> THINGS TO DO:
A. According to the passage on DNA damage, how often are bases thought to fall off DNA in each cell?
B. Decide whether each statement agrees with the passage on DNA damage, answering yes or no and quoting the words of the passage that settle it:
(i) All DNA damage comes from external sources that can be avoided.
(ii) A break in the DNA backbone can affect one helix or both.
(iii) Not smoking is listed as a way to protect your DNA.
C. Carry on the passage on DNA damage from its final sentence, keeping its tone.

Home Research People Publications Lab News Funding Lab Art
 

          Please also refer to our Connections to the Real World page.

DNA is hot these days, so you've probably heard a lot about it...fingerprinting, genetic blueprint, yadda, yadda, yadda. You might not know that DNA is subject to constant insults (chemically speaking) - bases fall off or get damaged or the backbone breaks, sometimes on one helix and sometimes on both. Some of this damage results from exposure to external sources, so you can do things to protect your DNA:

  • Limit your exposure to the sun; use suncreen when you're outside.

  • Don't smoke.

  • Don't stand too close to nuclear detonations.

Unfortunately, some DNA damage is caused by internal sources that you can't really prevent. For example, the chemical nature of DNA is such that bases (the letters in the genetic code) sometimes just fall off. This is thought to occur about 10,000 times every day in every cell. Another example is that oxygen is good because we use to burn food to make energy, but a byproduct is nasty free radicals that can attack our DNA.

> DATASET:
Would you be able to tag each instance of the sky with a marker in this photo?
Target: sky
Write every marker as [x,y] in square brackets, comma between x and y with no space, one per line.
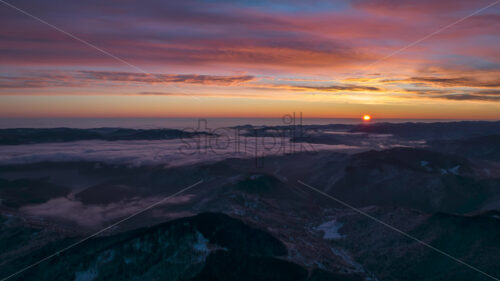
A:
[250,58]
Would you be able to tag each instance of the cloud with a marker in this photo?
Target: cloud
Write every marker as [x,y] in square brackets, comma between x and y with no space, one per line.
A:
[455,82]
[167,78]
[489,96]
[85,78]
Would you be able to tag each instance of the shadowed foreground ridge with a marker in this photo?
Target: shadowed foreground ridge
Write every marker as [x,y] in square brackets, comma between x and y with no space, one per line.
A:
[208,246]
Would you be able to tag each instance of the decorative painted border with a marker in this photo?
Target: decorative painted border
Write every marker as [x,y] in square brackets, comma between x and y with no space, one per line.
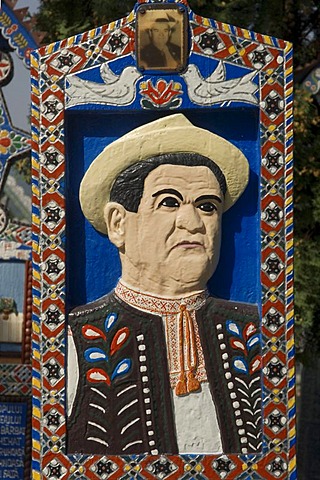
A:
[273,59]
[15,379]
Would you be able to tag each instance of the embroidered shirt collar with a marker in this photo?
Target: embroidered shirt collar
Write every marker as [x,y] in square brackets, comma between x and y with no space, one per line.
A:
[159,305]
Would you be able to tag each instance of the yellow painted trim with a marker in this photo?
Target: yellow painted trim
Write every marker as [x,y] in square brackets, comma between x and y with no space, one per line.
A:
[70,41]
[36,274]
[267,39]
[34,62]
[290,314]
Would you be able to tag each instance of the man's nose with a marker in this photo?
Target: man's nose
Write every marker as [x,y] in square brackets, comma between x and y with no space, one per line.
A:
[188,218]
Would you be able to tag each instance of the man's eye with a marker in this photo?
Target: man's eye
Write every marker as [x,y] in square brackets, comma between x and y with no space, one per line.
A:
[170,202]
[207,207]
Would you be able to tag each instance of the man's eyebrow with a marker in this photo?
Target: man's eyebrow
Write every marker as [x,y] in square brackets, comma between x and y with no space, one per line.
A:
[171,191]
[208,197]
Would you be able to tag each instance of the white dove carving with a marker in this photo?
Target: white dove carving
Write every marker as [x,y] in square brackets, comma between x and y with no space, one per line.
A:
[216,89]
[116,89]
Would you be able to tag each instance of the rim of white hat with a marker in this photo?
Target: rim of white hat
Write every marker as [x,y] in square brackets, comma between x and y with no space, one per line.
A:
[171,134]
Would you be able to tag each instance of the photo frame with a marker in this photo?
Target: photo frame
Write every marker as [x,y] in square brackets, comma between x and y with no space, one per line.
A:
[161,37]
[266,65]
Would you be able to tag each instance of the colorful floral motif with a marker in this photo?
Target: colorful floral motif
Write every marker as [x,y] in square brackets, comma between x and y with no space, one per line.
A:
[161,95]
[96,354]
[244,341]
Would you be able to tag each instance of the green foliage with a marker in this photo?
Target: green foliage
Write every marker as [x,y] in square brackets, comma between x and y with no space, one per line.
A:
[297,21]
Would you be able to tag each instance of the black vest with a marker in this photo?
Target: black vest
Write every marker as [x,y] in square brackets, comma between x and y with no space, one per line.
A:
[123,401]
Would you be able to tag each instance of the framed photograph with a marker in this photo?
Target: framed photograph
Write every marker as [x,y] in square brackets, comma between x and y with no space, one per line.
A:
[15,437]
[162,38]
[136,354]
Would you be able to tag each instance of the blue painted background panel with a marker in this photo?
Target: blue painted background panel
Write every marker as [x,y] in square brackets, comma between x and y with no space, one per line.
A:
[93,266]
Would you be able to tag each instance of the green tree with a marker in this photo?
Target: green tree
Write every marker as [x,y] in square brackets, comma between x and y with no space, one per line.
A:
[297,21]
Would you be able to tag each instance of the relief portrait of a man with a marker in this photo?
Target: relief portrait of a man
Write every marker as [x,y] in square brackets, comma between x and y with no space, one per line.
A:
[154,366]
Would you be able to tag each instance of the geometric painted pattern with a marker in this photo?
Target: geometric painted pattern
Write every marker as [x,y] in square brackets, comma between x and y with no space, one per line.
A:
[272,60]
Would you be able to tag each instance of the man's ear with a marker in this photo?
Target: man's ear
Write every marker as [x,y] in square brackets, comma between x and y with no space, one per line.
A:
[114,216]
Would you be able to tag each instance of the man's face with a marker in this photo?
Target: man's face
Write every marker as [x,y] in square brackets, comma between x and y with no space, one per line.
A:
[174,238]
[160,34]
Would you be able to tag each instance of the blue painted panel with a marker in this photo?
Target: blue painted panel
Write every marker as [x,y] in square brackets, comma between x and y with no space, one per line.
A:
[93,266]
[13,422]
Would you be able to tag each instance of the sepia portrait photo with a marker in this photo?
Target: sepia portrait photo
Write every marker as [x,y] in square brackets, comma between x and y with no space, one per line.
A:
[161,39]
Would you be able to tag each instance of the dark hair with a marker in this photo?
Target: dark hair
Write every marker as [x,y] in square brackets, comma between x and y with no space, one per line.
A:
[127,188]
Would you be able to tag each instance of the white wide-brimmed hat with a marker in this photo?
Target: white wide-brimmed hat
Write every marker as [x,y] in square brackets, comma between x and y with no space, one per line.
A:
[171,134]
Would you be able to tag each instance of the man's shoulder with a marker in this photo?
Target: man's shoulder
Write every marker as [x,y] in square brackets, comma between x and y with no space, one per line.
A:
[174,48]
[92,307]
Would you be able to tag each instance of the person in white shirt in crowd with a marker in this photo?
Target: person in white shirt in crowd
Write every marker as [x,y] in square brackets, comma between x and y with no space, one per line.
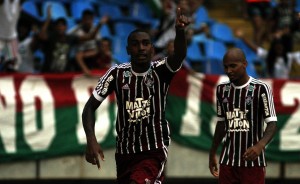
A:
[9,15]
[26,47]
[85,27]
[279,62]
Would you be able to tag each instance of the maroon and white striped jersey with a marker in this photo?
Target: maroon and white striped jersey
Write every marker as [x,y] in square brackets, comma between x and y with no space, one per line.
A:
[141,98]
[244,110]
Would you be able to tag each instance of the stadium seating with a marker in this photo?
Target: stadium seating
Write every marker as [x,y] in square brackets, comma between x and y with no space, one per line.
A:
[30,8]
[78,7]
[222,32]
[58,9]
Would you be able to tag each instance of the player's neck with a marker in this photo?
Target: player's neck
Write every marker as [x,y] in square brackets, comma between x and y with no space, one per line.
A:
[140,68]
[242,81]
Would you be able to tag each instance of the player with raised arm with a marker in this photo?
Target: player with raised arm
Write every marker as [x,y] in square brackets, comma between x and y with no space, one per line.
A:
[141,89]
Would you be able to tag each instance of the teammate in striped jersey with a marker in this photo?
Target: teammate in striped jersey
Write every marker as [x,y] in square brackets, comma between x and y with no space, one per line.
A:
[141,89]
[244,105]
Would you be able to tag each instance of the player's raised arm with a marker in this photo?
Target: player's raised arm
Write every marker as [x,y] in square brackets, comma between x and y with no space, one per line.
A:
[180,45]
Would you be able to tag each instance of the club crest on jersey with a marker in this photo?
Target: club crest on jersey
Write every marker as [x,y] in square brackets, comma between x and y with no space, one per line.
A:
[149,82]
[251,88]
[249,100]
[226,88]
[125,87]
[127,74]
[225,100]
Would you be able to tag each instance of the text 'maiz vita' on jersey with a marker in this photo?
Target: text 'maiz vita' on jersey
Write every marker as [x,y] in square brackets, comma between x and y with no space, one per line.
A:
[244,109]
[141,99]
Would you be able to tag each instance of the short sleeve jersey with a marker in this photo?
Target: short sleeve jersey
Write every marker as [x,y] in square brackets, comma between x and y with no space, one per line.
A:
[141,98]
[244,110]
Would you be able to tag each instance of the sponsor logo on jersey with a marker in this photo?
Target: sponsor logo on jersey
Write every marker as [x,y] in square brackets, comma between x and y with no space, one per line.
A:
[226,88]
[125,87]
[249,100]
[265,101]
[237,121]
[138,109]
[225,100]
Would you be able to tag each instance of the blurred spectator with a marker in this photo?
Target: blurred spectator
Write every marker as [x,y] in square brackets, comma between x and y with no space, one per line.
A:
[284,19]
[101,58]
[26,47]
[57,44]
[169,50]
[195,27]
[9,15]
[259,12]
[86,26]
[166,28]
[279,61]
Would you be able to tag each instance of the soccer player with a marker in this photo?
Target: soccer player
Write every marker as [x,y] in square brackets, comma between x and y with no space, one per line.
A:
[141,88]
[244,104]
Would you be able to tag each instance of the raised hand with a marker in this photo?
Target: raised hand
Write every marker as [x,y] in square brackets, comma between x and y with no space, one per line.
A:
[182,21]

> ACTIVITY ANSWERS:
A. About 10,000 times every day in every cell.

B.
(i) No: "some DNA damage is caused by internal sources that you can't really prevent."
(ii) Yes: "the backbone breaks, sometimes on one helix and sometimes on both."
(iii) Yes: "Don't smoke."

C.
Fortunately, our cells have evolved efficient methods for repairing many types of DNA damage. You can appreciate how important these repair pathways are when you consider life without them. There is a rare hereditary disease called xeroderma pigmentosum (XP), which results from inherited mutations in any of several genes required to repair damage caused by exposure to UV light. Children with XP are extremely sensitive to sunlight, so that even very short exposures cause severe sunburn. Unless appropriate protective measures are taken, children with XP have a 50% chance of developing skin cancer by the time they are 8 years old. Protective measures include never going outside during the daytime (click here to read about a nighttime summer camp for kids with XP), applying sunscreen several times per day, wearing sunglasses and protective clothing, and avoiding other carcinogens that cause damage repaired by NER, such as cigarette smoke and auto exhaust.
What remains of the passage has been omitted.